*** Opening of MATERIAL SHOWN ***
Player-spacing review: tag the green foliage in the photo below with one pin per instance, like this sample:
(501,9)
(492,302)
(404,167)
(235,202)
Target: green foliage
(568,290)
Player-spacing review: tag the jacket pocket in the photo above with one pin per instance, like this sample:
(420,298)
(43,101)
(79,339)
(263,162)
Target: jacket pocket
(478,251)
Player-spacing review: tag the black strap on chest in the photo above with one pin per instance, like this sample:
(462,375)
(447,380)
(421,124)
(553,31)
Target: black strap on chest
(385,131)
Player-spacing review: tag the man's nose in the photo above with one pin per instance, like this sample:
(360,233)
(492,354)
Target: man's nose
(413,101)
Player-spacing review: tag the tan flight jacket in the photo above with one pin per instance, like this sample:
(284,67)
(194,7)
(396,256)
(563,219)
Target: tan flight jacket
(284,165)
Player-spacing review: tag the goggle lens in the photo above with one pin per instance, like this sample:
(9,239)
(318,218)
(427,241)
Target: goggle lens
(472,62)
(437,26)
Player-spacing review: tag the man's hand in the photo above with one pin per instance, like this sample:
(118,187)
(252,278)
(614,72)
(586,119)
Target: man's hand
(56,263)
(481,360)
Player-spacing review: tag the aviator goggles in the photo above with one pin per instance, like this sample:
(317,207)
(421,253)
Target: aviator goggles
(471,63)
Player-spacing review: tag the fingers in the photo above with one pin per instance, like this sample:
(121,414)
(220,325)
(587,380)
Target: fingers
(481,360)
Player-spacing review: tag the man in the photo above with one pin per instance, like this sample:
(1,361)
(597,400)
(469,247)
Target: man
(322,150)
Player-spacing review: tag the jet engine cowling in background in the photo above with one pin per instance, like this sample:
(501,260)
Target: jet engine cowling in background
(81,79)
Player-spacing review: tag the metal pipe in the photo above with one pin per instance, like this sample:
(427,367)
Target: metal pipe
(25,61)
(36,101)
*** Close of MATERIAL SHOWN ***
ACTIVITY: Starting at the line that holds "Player-spacing review: tag the jet", retype each line exactly through the end of the entries, both ends included.

OUTPUT OF THE EXERCISE:
Player-spacing review: tag the jet engine cowling in background in the photo above with one pin per instance, like this sample:
(501,260)
Target: jet engine cowling in background
(81,79)
Player-spacing review: tag the metal pipe in the photo above with one pin per instance, like this sample:
(427,367)
Target: metal pipe
(25,61)
(36,101)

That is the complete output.